* [RAW RECORDS]
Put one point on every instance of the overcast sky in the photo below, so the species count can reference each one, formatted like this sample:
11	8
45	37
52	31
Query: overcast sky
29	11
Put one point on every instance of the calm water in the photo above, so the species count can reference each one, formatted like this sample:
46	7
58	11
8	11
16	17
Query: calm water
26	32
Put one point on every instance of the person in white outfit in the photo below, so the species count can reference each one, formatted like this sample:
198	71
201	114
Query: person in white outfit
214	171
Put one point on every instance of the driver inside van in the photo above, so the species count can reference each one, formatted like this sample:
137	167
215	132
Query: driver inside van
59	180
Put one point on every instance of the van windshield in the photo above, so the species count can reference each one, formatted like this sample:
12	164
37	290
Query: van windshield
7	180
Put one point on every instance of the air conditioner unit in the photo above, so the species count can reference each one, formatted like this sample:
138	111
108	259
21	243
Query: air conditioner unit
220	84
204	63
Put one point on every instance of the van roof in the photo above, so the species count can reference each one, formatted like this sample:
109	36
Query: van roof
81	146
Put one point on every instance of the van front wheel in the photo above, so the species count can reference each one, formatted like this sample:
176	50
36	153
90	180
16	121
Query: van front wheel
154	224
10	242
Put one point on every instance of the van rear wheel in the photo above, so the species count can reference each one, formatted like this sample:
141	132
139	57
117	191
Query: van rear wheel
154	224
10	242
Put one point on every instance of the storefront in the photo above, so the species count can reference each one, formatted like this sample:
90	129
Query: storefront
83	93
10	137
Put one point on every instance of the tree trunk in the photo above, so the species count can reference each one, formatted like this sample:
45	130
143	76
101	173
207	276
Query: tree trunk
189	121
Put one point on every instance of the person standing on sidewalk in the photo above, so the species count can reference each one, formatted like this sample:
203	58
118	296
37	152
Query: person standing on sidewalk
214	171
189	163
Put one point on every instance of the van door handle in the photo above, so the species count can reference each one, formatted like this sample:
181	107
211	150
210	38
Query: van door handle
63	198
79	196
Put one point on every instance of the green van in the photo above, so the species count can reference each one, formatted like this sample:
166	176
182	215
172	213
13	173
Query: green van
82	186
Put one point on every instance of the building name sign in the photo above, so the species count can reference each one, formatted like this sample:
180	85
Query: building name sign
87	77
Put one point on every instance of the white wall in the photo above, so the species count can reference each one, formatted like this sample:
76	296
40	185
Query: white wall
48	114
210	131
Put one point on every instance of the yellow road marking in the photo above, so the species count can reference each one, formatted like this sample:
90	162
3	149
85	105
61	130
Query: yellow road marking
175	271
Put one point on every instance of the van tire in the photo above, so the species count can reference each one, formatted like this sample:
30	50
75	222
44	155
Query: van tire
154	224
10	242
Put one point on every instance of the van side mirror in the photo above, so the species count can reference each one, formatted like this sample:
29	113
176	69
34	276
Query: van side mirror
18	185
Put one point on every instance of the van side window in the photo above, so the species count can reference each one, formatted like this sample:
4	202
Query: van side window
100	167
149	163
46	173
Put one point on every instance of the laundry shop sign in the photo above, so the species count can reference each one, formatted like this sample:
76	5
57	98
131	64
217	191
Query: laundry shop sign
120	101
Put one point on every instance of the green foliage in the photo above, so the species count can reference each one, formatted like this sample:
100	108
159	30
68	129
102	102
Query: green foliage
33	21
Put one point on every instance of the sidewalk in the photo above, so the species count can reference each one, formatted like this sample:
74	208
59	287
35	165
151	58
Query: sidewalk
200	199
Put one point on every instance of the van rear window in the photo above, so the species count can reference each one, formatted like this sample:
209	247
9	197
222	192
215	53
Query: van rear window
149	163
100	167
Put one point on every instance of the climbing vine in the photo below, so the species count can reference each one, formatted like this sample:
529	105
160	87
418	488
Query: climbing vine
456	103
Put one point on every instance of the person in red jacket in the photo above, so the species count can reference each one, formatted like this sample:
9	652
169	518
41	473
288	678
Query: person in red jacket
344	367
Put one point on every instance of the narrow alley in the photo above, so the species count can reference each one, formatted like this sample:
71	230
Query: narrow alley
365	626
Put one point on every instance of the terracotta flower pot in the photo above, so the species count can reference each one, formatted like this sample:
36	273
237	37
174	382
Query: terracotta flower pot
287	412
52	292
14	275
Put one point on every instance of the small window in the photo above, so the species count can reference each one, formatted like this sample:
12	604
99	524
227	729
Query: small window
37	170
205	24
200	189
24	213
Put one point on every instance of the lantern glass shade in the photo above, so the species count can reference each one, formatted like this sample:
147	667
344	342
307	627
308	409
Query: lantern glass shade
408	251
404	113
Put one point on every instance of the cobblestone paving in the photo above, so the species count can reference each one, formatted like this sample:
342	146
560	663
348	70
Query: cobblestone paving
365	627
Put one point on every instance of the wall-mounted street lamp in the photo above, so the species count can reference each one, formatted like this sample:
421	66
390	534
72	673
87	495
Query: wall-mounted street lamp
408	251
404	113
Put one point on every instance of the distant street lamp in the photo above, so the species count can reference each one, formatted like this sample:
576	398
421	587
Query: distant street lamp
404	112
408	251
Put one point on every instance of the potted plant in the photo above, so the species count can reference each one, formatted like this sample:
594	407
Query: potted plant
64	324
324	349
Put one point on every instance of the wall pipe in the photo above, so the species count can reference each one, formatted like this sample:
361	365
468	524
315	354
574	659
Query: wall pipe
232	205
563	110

* [WHAT TO PRODUCE] Using the exact wording, write out all of the records.

* [IN RESPONSE]
Put one point on every instance of the overcast sky in the photo below, so the species count can reference each one, formatted like this sample:
11	8
45	37
52	31
Query: overcast sky
29	11
Put one point on every instance of the calm water in the photo above, so the species count can reference each one, formatted like this sample:
46	7
58	11
8	11
16	17
Query: calm water
26	32
Put one point on every instance of the person in white outfit in the photo below, so the species count can reference each one, formatted like this sample:
198	71
201	114
Query: person in white outfit
214	171
Put one point on every instance of the driver inside van in the photo above, so the species count can reference each one, formatted like this sample:
137	167
215	132
Query: driver inside van
59	180
Put one point on every instance of the van windshield in the photo above, so the species count can reference each one, formatted like this sample:
12	164
37	290
Query: van windshield
7	180
Put one point on every instance of the air conditioner unit in the photo above, so the species count can reference each one, formatted like this sample:
138	111
108	259
21	243
Query: air conditioner unit
220	84
204	63
Put one point on every instance of the van roof in the photo above, so the species count can reference each one, formatted like this sample:
109	36
Query: van roof
81	146
Put one point on every instance of the van front wheel in the photo above, so the species count can reference each one, formatted like this sample:
176	50
36	153
90	180
16	121
Query: van front wheel
154	224
10	242
Put one point on every instance of the van rear wheel in the photo above, so the species count can reference each one, formatted like this sample:
141	132
139	57
117	191
Query: van rear wheel
154	224
10	242
Put one point on every instance of the storefront in the photo above, so the species count can reference each one, formatted like this sample:
90	129
Query: storefront
83	93
10	137
Put one point on every instance of the tree trunk in the photo above, so the species count can reference each one, formatted like this sample:
45	130
143	76
101	173
207	276
Query: tree trunk
189	121
Put one point on every instance of the person standing on sidewalk in the photo above, so the species count can reference each one, formatted like this sample:
203	58
118	296
37	152
Query: person standing on sidewalk
214	171
189	163
Put one point on every instance of the van door handle in the photo above, so the species count can reference each one, formatted like this sample:
181	107
211	150
210	38
Query: van door handle
63	198
79	196
Put one point on every instance of the green van in the photo above, so the species count can reference each one, formatted like this sample:
166	176
182	215
172	213
13	173
Query: green van
82	186
Put one point on every instance of the building name sign in the photo above, so the species count can reference each one, formatted like this sample:
180	85
Query: building name sign
87	77
Put one point on every instance of the white wall in the photo above, so the species count can reference each one, formatted like this sample:
76	296
40	185
Query: white wall
48	114
210	131
Put one point on every instance of the yellow road marking in the photo above, so the species count can reference each one, formatted like this sample:
90	162
3	149
85	105
61	130
Query: yellow road marking
175	271
Put one point on every instance of the van tire in the photo above, so the species count can reference each one, formatted like this sample:
30	50
75	222
44	155
Query: van tire
154	224
10	242
Put one point on every instance of the van side mirror in the photo above, so the species count can reference each one, formatted like this sample:
29	113
176	69
34	276
Query: van side mirror
18	185
Put one point on every instance of the van side window in the photo above, so the species count can reference each one, formatted like this sample:
4	202
Query: van side window
100	167
149	163
46	173
Put one point on every instance of the laundry shop sign in the photo above, so the species count can reference each one, formatted like this sample:
76	5
57	98
131	64
217	191
Query: laundry shop sign
120	101
Put one point on every instance of the green foliage in the photo above, so the species count can reference each one, formatted like this sample:
100	108
159	30
68	129
102	102
Query: green foliage
33	21
Put one point on every instance of the sidewalk in the photo above, so the species count can reference each one, formatted like this sample:
74	208
59	287
35	165
151	58
Query: sidewalk
200	199
Put one point on every instance of the van rear window in the photo above, so the species count can reference each one, formatted like this sample:
209	247
9	197
222	192
215	53
Query: van rear window
149	163
100	167
Put one point on every instance of the climbing vine in the photo below, so the species count can reference each one, formatted like this sample:
529	105
160	87
418	488
Query: climbing vine
456	103
Put one point on every instance of the person in red jacket in the photo above, so the species count can reference each one, formatted like this sample:
9	652
169	518
41	473
288	678
Query: person in red jacket
344	367
Put one point on every instance of the narrow alley in the photo above, so the species count can reference each one, formatted like this sample:
71	230
Query: narrow alley
365	626
Put one point on every instance of the terracotta flower pot in the photo above, so the species count can reference each one, formatted like this sample:
36	273
237	37
174	382
Query: terracotta flower pot
287	412
52	292
14	275
Put one point on every instance of the small window in the photo above, so the species count can reference each one, formatted like this sample:
12	604
99	524
227	729
Query: small window
37	170
205	24
200	189
24	213
Put one point on every instance of the lantern glass shade in the photo above, so the species count can reference each one, formatted like this sample:
147	667
344	342
307	627
308	409
Query: lantern glass shade
408	251
404	113
Put one point on every instance of the cobblestone paving in the photo above, so the species count can reference each one, formatted like this sample:
342	146
560	663
348	70
Query: cobblestone paving
365	627
Put one point on every instance of the wall-mounted street lamp in the photo above, so the species count can reference each one, formatted like this sample:
421	66
390	534
72	673
87	495
Query: wall-mounted street lamp
408	251
404	113
Put one point on every instance of the distant street lamp in the photo above, so the species count can reference each one, formatted like this sample:
576	398
421	587
Query: distant street lamp
404	112
408	251
Put one point on every instance of the potted plant in the photo above, so the species count can reference each one, formatted like this sample:
594	407
Query: potted plant
64	324
324	349
Put one point on every instance of the wall pipe in the photo above, so the species count can reference each one, formatted like this sample:
361	365
468	524
315	354
574	659
Query: wall pipe
232	205
563	110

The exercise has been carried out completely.